(Source data)
═══

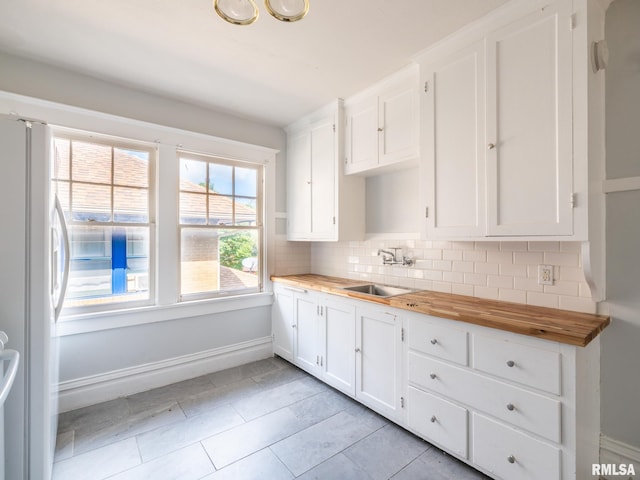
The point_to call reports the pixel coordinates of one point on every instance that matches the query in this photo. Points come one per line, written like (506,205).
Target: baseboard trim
(616,452)
(94,389)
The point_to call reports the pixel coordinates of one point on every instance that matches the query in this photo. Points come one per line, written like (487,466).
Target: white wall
(620,341)
(88,356)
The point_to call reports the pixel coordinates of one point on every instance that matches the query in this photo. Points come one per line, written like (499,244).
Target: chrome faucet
(391,258)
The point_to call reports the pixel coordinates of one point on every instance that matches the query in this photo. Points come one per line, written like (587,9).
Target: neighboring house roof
(91,173)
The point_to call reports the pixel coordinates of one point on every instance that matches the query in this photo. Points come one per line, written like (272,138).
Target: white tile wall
(291,257)
(496,270)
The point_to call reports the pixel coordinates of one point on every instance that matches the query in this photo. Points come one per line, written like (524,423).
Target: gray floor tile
(189,463)
(337,467)
(64,446)
(238,442)
(434,464)
(386,451)
(94,416)
(169,394)
(314,445)
(172,437)
(272,399)
(121,428)
(262,465)
(100,463)
(223,395)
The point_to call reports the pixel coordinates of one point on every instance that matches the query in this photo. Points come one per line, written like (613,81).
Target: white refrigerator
(32,278)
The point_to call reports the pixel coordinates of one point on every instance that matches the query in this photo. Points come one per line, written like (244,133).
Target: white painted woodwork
(283,322)
(453,113)
(498,129)
(529,120)
(440,421)
(378,361)
(322,204)
(536,413)
(530,412)
(382,124)
(299,185)
(362,136)
(339,357)
(434,337)
(531,366)
(494,443)
(307,335)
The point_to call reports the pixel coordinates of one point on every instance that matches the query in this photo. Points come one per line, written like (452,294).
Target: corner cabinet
(382,125)
(322,205)
(497,130)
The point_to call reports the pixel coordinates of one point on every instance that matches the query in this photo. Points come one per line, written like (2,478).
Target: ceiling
(271,71)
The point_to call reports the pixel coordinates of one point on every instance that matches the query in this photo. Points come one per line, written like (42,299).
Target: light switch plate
(545,274)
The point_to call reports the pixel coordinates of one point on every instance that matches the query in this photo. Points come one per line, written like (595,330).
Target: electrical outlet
(545,274)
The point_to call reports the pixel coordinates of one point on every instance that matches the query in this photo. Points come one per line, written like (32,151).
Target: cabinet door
(453,109)
(306,347)
(283,322)
(378,361)
(529,125)
(362,136)
(398,112)
(299,186)
(339,362)
(323,179)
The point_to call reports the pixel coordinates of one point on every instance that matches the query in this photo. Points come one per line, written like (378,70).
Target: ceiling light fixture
(245,12)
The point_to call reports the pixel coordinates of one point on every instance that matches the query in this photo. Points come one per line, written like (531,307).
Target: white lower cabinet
(513,406)
(510,454)
(438,420)
(378,361)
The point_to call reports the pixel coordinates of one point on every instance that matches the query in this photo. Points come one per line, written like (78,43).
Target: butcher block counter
(572,328)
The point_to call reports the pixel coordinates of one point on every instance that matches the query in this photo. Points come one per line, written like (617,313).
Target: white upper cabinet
(382,124)
(529,106)
(322,204)
(454,152)
(497,129)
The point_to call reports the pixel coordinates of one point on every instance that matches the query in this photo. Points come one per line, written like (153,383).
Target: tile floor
(265,420)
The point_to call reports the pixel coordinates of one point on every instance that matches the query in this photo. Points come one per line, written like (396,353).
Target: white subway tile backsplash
(498,270)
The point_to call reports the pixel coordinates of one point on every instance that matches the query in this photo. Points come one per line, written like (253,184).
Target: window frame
(113,142)
(261,173)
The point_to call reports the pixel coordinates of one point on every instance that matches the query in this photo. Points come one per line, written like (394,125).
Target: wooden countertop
(562,326)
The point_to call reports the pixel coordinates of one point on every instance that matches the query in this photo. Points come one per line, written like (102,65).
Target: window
(221,232)
(104,188)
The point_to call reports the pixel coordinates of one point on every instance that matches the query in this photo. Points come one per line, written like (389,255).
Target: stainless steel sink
(377,290)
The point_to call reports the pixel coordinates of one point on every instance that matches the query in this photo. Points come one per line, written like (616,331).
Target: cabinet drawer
(530,366)
(537,413)
(438,420)
(438,340)
(510,454)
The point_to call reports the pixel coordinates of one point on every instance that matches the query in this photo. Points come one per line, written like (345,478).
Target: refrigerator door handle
(10,374)
(67,253)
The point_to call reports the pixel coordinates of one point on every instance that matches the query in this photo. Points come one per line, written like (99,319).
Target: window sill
(94,322)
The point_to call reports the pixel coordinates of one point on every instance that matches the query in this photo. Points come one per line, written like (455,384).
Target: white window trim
(168,140)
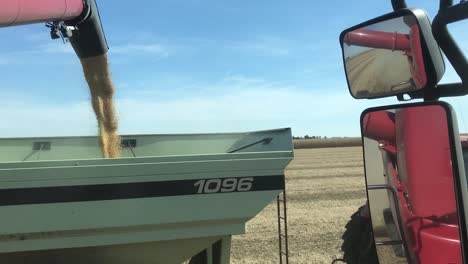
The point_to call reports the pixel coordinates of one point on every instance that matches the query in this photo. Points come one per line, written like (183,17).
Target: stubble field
(324,187)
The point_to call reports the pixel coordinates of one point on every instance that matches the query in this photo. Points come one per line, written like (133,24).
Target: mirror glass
(384,58)
(411,184)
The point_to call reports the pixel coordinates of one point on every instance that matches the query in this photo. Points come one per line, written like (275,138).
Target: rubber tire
(358,241)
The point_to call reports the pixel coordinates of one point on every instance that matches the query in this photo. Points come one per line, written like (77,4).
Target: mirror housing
(416,182)
(391,55)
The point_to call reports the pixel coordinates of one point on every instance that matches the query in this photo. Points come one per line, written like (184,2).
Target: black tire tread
(358,241)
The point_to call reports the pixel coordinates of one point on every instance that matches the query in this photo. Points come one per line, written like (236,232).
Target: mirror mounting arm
(446,15)
(399,4)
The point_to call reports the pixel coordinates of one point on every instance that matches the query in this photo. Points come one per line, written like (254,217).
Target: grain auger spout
(78,22)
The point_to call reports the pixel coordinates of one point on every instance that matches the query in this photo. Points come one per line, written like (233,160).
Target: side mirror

═══

**What the task asks**
Do not copy the pictures, but repeat every line exactly.

**Result of this task**
The point_to call reports the pixel coordinates of one point on every instance that matches the query in this photo. Points come one per line, written like (506,205).
Target: baseboard trim
(616,452)
(94,389)
The point_to call reports the pixel coordinates of one point on every instance that matches the query in this photo. Points come one per line, written like (487,466).
Target: white wall
(620,341)
(88,356)
The point_to call reports the pixel coordinates of one point on every instance that matches the query in this photo. Points come one per line, written like (499,244).
Target: chrome faucet
(391,258)
The point_to call reports the pixel coordinates of one point on every instance that matches the query in this photo. Points come one per line, written like (587,9).
Target: neighboring house roof
(91,173)
The point_to call reports the pixel coordinates of one point on every instance that matches the query in this photo. Points come one per line, written like (272,138).
Target: white tile wall
(291,257)
(496,270)
The point_to call reports the pixel coordinates of one point on every instance that matches the query in this photo. Points come one per line, written like (524,423).
Target: gray floor tile
(189,463)
(337,467)
(64,446)
(238,442)
(434,464)
(386,451)
(94,416)
(169,394)
(314,445)
(172,437)
(272,399)
(121,428)
(262,465)
(100,463)
(223,395)
The point_to call reports the pixel coordinates of one point on every instance that matches the query in this photo. Points come one per line, written like (613,81).
Target: white refrigerator
(32,278)
The point_to call reports the pixel coordinates of one point on every instance that matches the query in this photo. Points come one per line, written like (244,133).
Target: white painted woodwork
(283,322)
(453,113)
(498,129)
(529,120)
(440,421)
(378,361)
(322,204)
(536,413)
(530,412)
(382,124)
(299,185)
(362,136)
(339,357)
(434,337)
(531,366)
(494,443)
(307,335)
The point_to call reports the pixel coordinates of one point on every instance that matches the query in this photo. Points come one per line, written like (452,294).
Target: corner cabinet
(382,125)
(322,205)
(497,130)
The point_to call reports the pixel coordinates of one point on every instance that matches the query in this photo. Points come one per line, written like (2,478).
Target: ceiling
(271,71)
The point_to call reports the pixel coordinates of one point on every instance that matches the query in this photo. Points come one per line, written like (42,299).
Target: light switch plate
(545,274)
The point_to call reports the pixel coordinates of one point on every instance that matches the query in this photo. Points come one per line, written like (595,330).
Target: electrical outlet
(545,274)
The point_to call reports the pixel coordinates of one point on every instance that matches the query in this photo. Points come one per line, written like (32,151).
Target: cabinet door
(453,109)
(306,347)
(283,322)
(378,361)
(529,125)
(362,136)
(398,112)
(299,186)
(339,362)
(323,179)
The point_to call reports the pixel coordinates of one point on every instance that matches the query in this photo. Points come one per line, written like (378,70).
Target: ceiling light fixture
(245,12)
The point_to call reports the pixel coordinates of one point on every instance that matches the query in this photo. Points come one per line, written like (531,307).
Target: white lower cabinet
(513,406)
(510,454)
(438,420)
(378,361)
The point_to call reports the pixel coordinates of one point on every instance that matches the query in this photo. Points come one per line, written like (78,43).
Target: butcher block counter
(572,328)
The point_to call reports the pixel coordinates of one point on every instance that matches the query in this photo. Points come one per line, written like (617,313).
Target: white upper cabinet
(382,124)
(529,106)
(322,204)
(454,152)
(497,129)
The point_to call reports the pixel coordinates of one point on every instance that matches the query in this photo. Points come one per line, written like (153,383).
Target: tile floor
(265,420)
The point_to call reports the pixel coordinates of one point on every instance that matches the query in this photo. Points come one per line, written like (396,353).
Target: white subway tile backsplash
(498,270)
The point_to call reports the pixel coordinates of one point on every instance that matches the query in this photo. Points come one per line, written like (253,184).
Target: window frame
(113,142)
(261,173)
The point_to call reports the pixel coordinates of one point on every instance that matches the query in this photo. Points come one per line, written like (394,125).
Target: wooden countertop
(562,326)
The point_to call reports the pixel coordinates of one point on every instance that matches the query in this photo. Points come one per line, written like (102,65).
Target: window
(221,232)
(104,188)
The point_to call reports the pixel coordinates of one point on every instance that matches the query in this photo. Points come one per line, written like (389,255).
Target: stainless steel sink
(377,290)
The point_to call reports the pixel coordinates of one point on every instance that matches the query in this photo. Points come one per line, written like (616,331).
Target: cabinet drawer
(530,366)
(537,413)
(438,420)
(438,340)
(510,454)
The point_to call reports the pixel coordinates of one point on every instance that matches the query in this photo. Points come one per line, written like (345,478).
Target: refrigerator door handle
(10,374)
(67,253)
The point_to call reports the pixel coordinates of one point on every instance that matches the query in this photo. Points come one per line, written like (99,319).
Target: window sill
(94,322)
The point_to call reports the pixel coordinates of one point on every instance that matches the query in this photo. Points come one per line, written like (455,384).
Target: white window trim
(168,140)
The point_to call reports the pixel coordinates of one point on every instance that matches the query in this photo. Points come one per line, written like (183,17).
Target: stubble field
(324,187)
The point_to call reports the pixel coordinates of one point on every instance that matches the query in this photo. Points come one per line, written like (133,24).
Target: mirror glass
(384,58)
(411,184)
The point_to call reports the pixel coordinates of one point on every instance that matches the query in this photo. Points come one per line, written like (275,138).
Target: rubber tire
(358,241)
The point_to call reports the pixel coordinates of one point on every instance that matches the query in this photo. Points come one per line, written like (77,4).
Target: mirror housing
(416,182)
(391,55)
The point_to call reports the pixel coordinates of one point on every instance that matches the query in this photo. Points come one per line, written like (184,2).
Target: black tire tread
(358,241)
The point_to call reports the pixel coordinates of one point on every instance that matches the query in this photo. Points come one per line, written like (236,232).
Target: mirror mounting arm
(446,15)
(399,4)
The point_to call reports the pixel coordinates of one point on every instance that matches the query in this photo. Points come one per line, written like (254,217).
Target: grain auger spout
(78,22)
The point_to call reports the pixel coordinates of one point on every instance that matches the query in this photo. Points come one per line, written like (233,160).
Target: side mirror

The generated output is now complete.